WORKING DATA:
========================================
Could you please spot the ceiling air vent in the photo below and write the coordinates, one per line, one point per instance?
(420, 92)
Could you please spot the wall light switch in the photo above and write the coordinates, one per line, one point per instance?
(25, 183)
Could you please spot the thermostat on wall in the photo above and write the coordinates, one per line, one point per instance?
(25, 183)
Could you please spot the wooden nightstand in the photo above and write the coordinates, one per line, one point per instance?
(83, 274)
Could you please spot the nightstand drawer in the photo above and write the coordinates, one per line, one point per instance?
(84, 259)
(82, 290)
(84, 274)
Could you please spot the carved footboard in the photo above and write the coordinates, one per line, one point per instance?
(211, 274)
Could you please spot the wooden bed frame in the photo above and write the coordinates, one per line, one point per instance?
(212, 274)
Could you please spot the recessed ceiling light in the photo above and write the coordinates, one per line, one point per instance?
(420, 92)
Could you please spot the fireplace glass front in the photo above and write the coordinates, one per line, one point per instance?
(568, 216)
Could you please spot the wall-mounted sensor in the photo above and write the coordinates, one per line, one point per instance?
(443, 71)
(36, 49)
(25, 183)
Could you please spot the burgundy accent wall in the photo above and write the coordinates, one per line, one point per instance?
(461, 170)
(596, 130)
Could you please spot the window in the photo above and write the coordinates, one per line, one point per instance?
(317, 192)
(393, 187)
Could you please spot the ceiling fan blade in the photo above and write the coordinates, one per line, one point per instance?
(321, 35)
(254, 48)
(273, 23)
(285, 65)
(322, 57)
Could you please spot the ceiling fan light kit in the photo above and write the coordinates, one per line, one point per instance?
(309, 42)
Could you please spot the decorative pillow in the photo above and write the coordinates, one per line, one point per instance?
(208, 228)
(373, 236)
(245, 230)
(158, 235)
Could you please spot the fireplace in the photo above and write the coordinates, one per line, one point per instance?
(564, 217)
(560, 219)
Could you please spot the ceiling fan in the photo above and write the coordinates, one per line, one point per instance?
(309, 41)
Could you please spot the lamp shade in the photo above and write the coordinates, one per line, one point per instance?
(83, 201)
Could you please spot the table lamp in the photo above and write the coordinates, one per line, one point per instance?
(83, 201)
========================================
WHAT IS BEING ASKED: Repeat the data in its entirety, character for character.

RESPONSE TO THIS EXERCISE:
Could you please spot the ceiling air vent in the photo below and write the coordinates, one per line, one point per instance?
(420, 92)
Could you please spot the wall light switch in the photo above and write the coordinates, one per line, one point per instance?
(25, 183)
Could you please spot the thermostat on wall in the photo above and write the coordinates, one per line, one point per instance?
(25, 183)
Could you please spot the wooden nightstand in the photo above and write the coordinates, one per line, one point per instance?
(83, 274)
Could you please spot the nightstand drawer in the photo above and write the coordinates, one per line, one point per instance?
(84, 259)
(82, 290)
(84, 274)
Could you please spot the carved footboard in the photo above and write the coordinates, one per line, one point per instance?
(211, 274)
Could you please spot the wooden bed frame in the photo above and write the coordinates, one per line, one point per instance?
(212, 274)
Could you please spot the recessed ceiling light in the photo above and write the coordinates, one per line, one point per instance?
(420, 92)
Could you please spot the fireplace glass front in the photo above and write the coordinates, one per line, one point per instance?
(568, 216)
Could you please spot the wall-mounted sensor in the photo above and write the coordinates, one per line, one point per instance?
(443, 71)
(36, 49)
(25, 183)
Could you please spot the burgundy accent wall in the photo above and write the coordinates, one per line, one point per instance?
(461, 170)
(596, 130)
Could you please spot the window in the photo above and write the coordinates, one per line, one point per instance?
(317, 192)
(393, 187)
Could you please spot the ceiling fan blade in the photo above and write the coordinates, one per line, one point per instance?
(321, 35)
(254, 48)
(273, 23)
(285, 65)
(322, 57)
Could you please spot the ceiling fan light kit in the photo above and write the coordinates, one per line, one point per instance?
(309, 42)
Could you please spot the decorative pillow in the photo above and write the coordinates, one per line, one point per instance?
(208, 228)
(373, 236)
(245, 230)
(158, 235)
Could you please spot the fireplace in the photo above and write the coordinates, one per line, one point per instance?
(564, 217)
(560, 219)
Could you please spot the ceiling fan in the photo above and write the coordinates, one per line, one point per instance?
(309, 41)
Could you please spot the lamp shade in the photo above and write the coordinates, one per line, one point per instance?
(83, 201)
Could you please spot the table lamp in the photo above and write the coordinates, one per line, one point per instance?
(83, 201)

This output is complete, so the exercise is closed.